> **Exercises**:
[1] Answer these questions from the custody evaluation passage:
(a) Which newsletter does the writer edit?
(b) Apart from professional offices, where has the writer spoken with fellow evaluators?
(c) What conclusion was drawn from the oral themes in the mother's Rorschach?
[2] Carry on the custody evaluation passage, starting after its final sentence.

> **Excerpted passage**:
•••
I have traveled the country offering workshops in comprehensive custody evaluations where I had extended opportunities to talk to savvy participants. As editor of the Custody Newsletter, I speak via telephone daily to custody evaluators around the country and the world. I have spoken formally and informally with fellow evaluators both in their professional offices and, with each of us nervously catching "breathers," in the corridors of courthouses during breaks in trials.
What I hear sometimes makes me feel terrific, even if my companion evaluator is on a different side of the fence than I: articulate, thoughtful, well reasoned assertions. But often - alas, too frequently - I am not so thrilled.
Lacking ways to meaningfully aggregate data, the evaluator moves all to easily in the direction of subjective biases. Here are some reasons given to me as the controlling aspects in certain cases, the items seen by the involved evaluators as the most important pieces of information gathered.
"She smoked a lot of dope during the seventies."
"He's so rich, he's a real snob. I believe he thinks he can buy whatever he wants."
"You should have seen all the oral themes in her Rorschach!" (The conclusion was that the mother would be "smothering".)
•••
> **Given records**:
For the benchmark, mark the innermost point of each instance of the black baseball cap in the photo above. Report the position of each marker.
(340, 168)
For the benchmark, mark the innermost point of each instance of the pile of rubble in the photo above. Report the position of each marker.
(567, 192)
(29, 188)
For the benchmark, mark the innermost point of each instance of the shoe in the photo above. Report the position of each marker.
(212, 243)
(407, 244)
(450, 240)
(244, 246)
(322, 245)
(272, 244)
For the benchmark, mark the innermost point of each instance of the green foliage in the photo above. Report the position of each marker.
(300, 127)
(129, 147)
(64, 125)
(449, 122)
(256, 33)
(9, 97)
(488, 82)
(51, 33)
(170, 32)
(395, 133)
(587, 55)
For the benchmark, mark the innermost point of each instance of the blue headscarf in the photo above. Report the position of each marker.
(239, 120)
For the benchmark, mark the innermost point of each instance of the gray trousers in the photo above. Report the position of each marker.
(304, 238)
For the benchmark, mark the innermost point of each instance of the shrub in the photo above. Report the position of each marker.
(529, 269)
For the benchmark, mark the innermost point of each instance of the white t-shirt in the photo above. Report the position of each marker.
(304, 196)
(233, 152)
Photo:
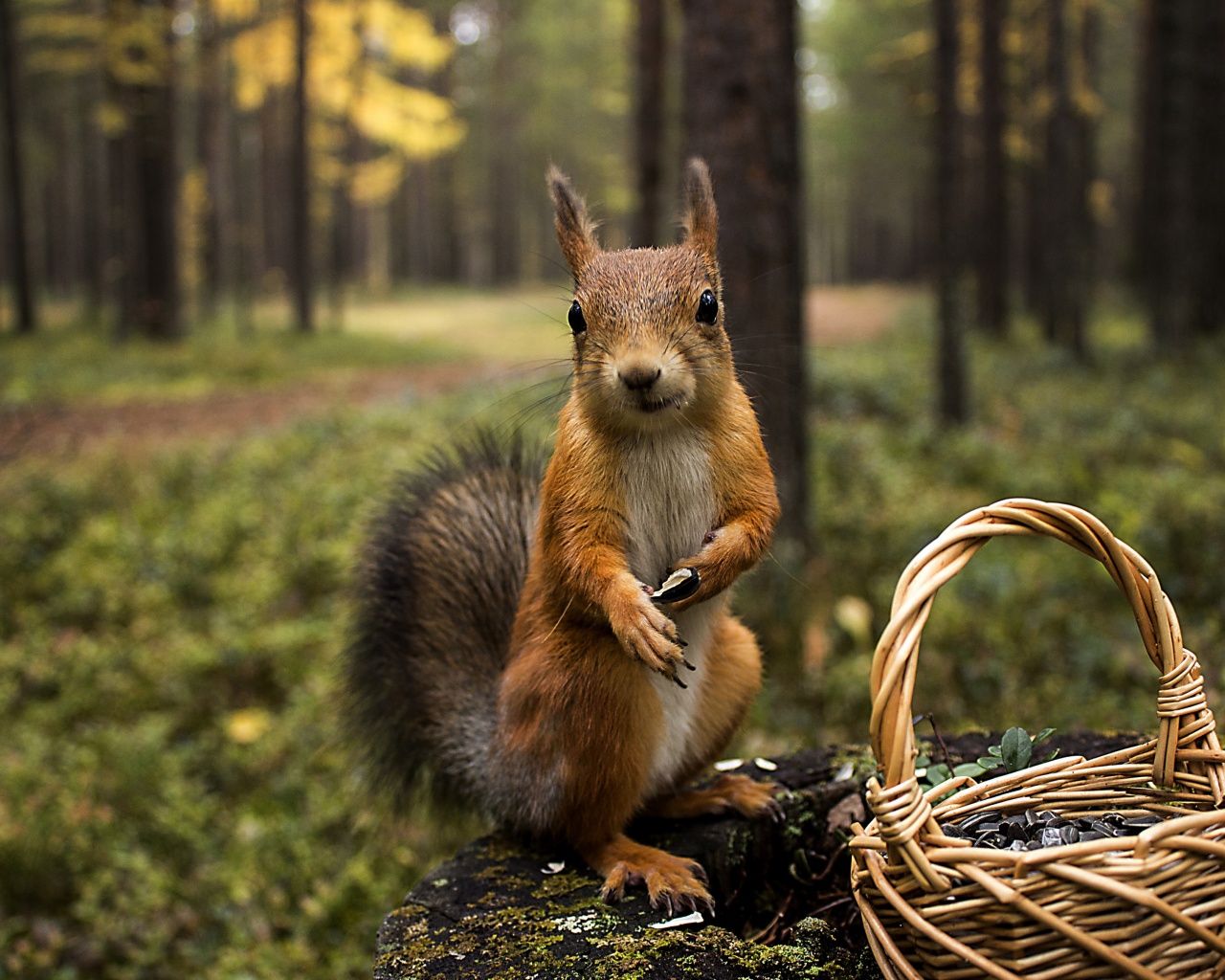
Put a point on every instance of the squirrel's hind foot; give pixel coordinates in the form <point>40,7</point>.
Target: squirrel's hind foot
<point>739,792</point>
<point>672,882</point>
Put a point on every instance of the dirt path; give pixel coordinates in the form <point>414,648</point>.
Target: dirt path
<point>66,430</point>
<point>842,315</point>
<point>835,316</point>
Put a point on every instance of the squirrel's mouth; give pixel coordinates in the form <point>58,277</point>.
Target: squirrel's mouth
<point>651,406</point>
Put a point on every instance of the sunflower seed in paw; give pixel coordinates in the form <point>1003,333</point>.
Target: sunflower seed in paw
<point>680,585</point>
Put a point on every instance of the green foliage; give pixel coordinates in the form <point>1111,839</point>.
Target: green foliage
<point>1014,752</point>
<point>174,800</point>
<point>1031,633</point>
<point>173,796</point>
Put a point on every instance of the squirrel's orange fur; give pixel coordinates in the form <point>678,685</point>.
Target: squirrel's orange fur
<point>608,703</point>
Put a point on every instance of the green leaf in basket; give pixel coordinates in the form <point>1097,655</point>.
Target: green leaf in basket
<point>1041,736</point>
<point>939,773</point>
<point>1015,748</point>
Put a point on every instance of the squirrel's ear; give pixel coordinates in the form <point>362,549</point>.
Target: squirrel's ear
<point>701,222</point>
<point>576,232</point>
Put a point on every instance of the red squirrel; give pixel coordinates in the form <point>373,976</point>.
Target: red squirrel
<point>511,642</point>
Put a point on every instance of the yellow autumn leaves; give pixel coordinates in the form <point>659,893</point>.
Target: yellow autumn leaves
<point>357,56</point>
<point>355,48</point>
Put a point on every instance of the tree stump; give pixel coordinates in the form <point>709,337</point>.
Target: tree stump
<point>501,908</point>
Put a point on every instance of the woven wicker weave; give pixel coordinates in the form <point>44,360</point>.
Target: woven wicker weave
<point>1150,905</point>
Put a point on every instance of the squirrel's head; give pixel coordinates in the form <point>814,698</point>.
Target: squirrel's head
<point>650,345</point>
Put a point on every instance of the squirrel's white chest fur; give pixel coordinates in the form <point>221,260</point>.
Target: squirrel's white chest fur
<point>670,506</point>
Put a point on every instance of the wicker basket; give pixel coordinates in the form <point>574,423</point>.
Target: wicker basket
<point>1149,905</point>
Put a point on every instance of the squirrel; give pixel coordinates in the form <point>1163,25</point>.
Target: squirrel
<point>510,642</point>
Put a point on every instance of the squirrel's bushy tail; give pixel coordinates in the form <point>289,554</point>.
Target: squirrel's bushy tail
<point>440,582</point>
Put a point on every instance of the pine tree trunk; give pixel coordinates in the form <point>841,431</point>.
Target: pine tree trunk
<point>1165,211</point>
<point>148,182</point>
<point>648,132</point>
<point>952,399</point>
<point>993,214</point>
<point>299,180</point>
<point>96,231</point>
<point>742,115</point>
<point>15,184</point>
<point>503,176</point>
<point>215,246</point>
<point>1207,169</point>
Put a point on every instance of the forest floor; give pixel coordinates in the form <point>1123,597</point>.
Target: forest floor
<point>466,354</point>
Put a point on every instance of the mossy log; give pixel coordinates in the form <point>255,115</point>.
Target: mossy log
<point>499,910</point>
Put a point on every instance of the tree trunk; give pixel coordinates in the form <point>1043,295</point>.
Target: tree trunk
<point>1063,275</point>
<point>1165,211</point>
<point>148,180</point>
<point>993,214</point>
<point>215,248</point>
<point>1031,245</point>
<point>503,176</point>
<point>742,115</point>
<point>952,401</point>
<point>648,121</point>
<point>15,185</point>
<point>96,232</point>
<point>1207,167</point>
<point>299,182</point>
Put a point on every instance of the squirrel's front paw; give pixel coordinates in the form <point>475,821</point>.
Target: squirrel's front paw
<point>648,635</point>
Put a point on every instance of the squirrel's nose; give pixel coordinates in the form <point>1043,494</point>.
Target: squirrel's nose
<point>638,376</point>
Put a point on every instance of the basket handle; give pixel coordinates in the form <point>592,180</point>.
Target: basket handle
<point>1185,718</point>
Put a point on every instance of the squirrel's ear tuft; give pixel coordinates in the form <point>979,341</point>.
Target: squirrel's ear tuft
<point>576,232</point>
<point>701,219</point>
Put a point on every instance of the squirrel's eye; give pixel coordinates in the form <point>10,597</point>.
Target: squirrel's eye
<point>577,323</point>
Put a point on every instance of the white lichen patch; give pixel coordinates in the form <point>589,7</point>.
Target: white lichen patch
<point>577,924</point>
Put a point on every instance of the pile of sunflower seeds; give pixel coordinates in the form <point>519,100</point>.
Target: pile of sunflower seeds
<point>1042,828</point>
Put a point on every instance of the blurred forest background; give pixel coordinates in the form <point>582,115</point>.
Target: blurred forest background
<point>258,255</point>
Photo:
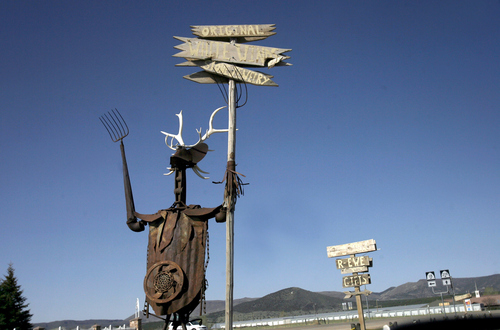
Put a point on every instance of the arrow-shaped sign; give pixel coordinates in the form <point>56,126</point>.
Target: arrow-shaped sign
<point>191,63</point>
<point>233,72</point>
<point>349,294</point>
<point>201,49</point>
<point>243,33</point>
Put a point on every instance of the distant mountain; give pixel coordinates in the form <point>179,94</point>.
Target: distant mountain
<point>72,324</point>
<point>296,301</point>
<point>420,289</point>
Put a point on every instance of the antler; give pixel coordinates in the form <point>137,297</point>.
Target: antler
<point>178,136</point>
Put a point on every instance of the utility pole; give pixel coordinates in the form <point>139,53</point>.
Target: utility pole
<point>229,200</point>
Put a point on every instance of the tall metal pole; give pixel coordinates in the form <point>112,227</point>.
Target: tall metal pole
<point>229,200</point>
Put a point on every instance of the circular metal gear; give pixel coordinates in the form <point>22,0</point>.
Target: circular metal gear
<point>163,282</point>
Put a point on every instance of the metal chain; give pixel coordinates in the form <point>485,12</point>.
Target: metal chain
<point>203,307</point>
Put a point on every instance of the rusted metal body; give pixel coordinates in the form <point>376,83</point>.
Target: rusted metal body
<point>175,278</point>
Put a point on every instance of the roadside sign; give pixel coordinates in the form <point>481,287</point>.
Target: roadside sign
<point>352,262</point>
<point>233,72</point>
<point>221,52</point>
<point>354,270</point>
<point>201,49</point>
<point>349,294</point>
<point>248,32</point>
<point>430,276</point>
<point>351,248</point>
<point>356,280</point>
<point>445,274</point>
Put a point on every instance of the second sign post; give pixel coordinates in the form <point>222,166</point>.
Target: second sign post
<point>355,265</point>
•••
> **Task responses**:
[1]
(a) The Custody Newsletter.
(b) In the corridors of courthouses, during breaks in trials.
(c) That the mother would be "smothering."

[2]
Some of these evaluators had the - shall we call it - "courage" to actually say these things out loud in courtrooms as the controlling reasons for their recommending a certain parent for primary custodial parent.
A bigger fear of mine centers on cases where the evaluators do not spell out how they have assigned importance to the various assessed elements. The great majority of subjective biases operate subtly. It is likely that many evaluators do not even consciously realize how they have assigned significance to the items they have selected to assess. And the much vaunted, supposedly remedial, cry by some organizations that only neutral "bilateral" evaluators to be utilized in conducting evaluations does nothing whatsoever to protect against the operation of such biases.
Part of the problem here is the same as that which underlies the importance of an expert witness's not giving ultimate issue testimony. That is, there is no way within our legal system that science alone can decide what is the "best" outcome. For example, one judge may consider a miserably unhappy, highly achieving child to represent an outcome vastly superior to one exemplified by a contented underachiever; the judge in the next courtroom may find the reverse. (This dilemma will be covered in greater detail in Chapter One.)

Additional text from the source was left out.